- _Aim A_
Reproduce, word for word, the post below about the protests in Turkey.

++++ Document segment

Posts Tagged ‘Istanbul’

What in the world is going on in Turkey?

June 24, 2013

Turkey demosFour weeks ago a small group of environmentally-minded Turks staged a demonstration, or an occupation, of tiny Gezi park in Istanbul, where the government had stated its intent to build a replica of an Ottoman-era barracks to house a shopping mall.

The government responded by attacking the protesters violently with water cannon and tear gas. The disproportionate attack on the peaceful protesters crystallized widespread hostility to the government of Prime Minister Recip Tayyip Erdoğan (pronounced ER-duh-wan). The protests grew and spread all over Turkey, and everywhere the protesters were met by violent police action. So far five have died, and the protests have died down.

Erdoğan blames the trouble on outsiders, including CNN and the “interest lobby,” and has called out his supporters into massive counter demonstrations.

++++++++
++++ Given data

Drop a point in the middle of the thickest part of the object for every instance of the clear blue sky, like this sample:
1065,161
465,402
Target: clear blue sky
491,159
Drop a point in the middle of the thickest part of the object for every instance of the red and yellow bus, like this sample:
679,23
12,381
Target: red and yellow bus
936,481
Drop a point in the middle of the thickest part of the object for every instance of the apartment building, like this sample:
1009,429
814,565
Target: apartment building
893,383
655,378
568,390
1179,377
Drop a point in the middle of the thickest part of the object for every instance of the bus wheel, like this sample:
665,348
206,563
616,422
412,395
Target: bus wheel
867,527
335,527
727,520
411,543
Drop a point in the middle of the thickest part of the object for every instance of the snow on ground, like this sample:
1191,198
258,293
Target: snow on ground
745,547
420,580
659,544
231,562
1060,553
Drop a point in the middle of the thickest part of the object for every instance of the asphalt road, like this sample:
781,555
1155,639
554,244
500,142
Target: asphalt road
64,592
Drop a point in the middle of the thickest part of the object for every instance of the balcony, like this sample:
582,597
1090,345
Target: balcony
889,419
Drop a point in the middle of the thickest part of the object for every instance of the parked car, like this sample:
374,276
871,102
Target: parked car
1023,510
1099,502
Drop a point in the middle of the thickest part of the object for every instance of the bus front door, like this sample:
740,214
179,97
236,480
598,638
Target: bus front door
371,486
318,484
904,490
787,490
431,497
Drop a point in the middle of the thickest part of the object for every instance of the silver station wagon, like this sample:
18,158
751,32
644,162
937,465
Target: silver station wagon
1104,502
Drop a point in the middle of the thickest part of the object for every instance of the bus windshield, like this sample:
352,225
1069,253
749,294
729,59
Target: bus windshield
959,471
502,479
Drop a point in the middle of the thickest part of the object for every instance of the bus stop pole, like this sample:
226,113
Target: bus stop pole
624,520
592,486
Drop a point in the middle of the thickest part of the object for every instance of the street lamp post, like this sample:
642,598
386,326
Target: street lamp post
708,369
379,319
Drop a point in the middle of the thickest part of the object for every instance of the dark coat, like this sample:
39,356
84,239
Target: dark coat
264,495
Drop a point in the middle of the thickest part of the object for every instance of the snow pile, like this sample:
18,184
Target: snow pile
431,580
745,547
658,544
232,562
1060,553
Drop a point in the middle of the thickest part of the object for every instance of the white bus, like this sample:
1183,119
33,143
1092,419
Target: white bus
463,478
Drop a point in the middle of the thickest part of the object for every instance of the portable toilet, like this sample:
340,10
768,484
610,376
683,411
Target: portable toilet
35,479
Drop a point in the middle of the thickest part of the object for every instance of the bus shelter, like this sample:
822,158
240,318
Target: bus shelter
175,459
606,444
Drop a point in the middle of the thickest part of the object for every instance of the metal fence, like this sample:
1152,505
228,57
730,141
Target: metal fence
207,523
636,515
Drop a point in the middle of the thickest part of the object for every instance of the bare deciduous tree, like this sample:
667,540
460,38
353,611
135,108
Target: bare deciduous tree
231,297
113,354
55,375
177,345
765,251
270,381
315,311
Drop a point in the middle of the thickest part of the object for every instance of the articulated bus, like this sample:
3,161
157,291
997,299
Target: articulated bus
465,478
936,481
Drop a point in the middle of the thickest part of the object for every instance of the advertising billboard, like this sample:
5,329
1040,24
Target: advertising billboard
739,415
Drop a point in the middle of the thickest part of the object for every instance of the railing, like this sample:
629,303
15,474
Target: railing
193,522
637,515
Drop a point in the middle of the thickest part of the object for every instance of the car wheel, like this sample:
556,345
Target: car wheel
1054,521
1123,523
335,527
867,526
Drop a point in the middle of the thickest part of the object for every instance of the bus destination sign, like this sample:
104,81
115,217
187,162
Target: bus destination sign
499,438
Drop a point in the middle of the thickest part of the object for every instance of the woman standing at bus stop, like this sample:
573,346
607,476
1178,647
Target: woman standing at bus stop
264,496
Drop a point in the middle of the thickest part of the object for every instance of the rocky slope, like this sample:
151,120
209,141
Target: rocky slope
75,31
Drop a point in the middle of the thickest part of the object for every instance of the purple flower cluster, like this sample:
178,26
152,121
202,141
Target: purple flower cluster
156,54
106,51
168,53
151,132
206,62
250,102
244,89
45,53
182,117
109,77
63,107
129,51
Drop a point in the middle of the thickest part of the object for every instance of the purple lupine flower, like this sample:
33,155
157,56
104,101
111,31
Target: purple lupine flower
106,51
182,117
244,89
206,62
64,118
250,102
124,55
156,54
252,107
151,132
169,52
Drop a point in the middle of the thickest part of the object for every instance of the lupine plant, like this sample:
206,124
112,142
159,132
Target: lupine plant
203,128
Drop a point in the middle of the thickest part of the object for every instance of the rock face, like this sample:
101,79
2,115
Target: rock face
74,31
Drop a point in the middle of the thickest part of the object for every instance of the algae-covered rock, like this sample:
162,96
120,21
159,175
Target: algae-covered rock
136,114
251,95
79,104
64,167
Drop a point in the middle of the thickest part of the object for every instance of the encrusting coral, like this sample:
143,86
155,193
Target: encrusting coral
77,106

++++++++

- _Aim B_
List every line in the entries above that contains the word "plant".

- _Complete output A_
Posts Tagged ‘Istanbul’

What in the world is going on in Turkey?

June 24, 2013

Turkey demosFour weeks ago a small group of environmentally-minded Turks staged a demonstration, or an occupation, of tiny Gezi park in Istanbul, where the government had stated its intent to build a replica of an Ottoman-era barracks to house a shopping mall.

The government responded by attacking the protesters violently with water cannon and tear gas. The disproportionate attack on the peaceful protesters crystallized widespread hostility to the government of Prime Minister Recip Tayyip Erdoğan (pronounced ER-duh-wan). The protests grew and spread all over Turkey, and everywhere the protesters were met by violent police action. So far five have died, and the protests have died down.

Erdoğan blames the trouble on outsiders, including CNN and the “interest lobby,” and has called out his supporters into massive counter demonstrations.

- _Complete output B_
Drop a point in the middle of the thickest part of the object for every instance of the lupine plant, like this sample:
Target: lupine plant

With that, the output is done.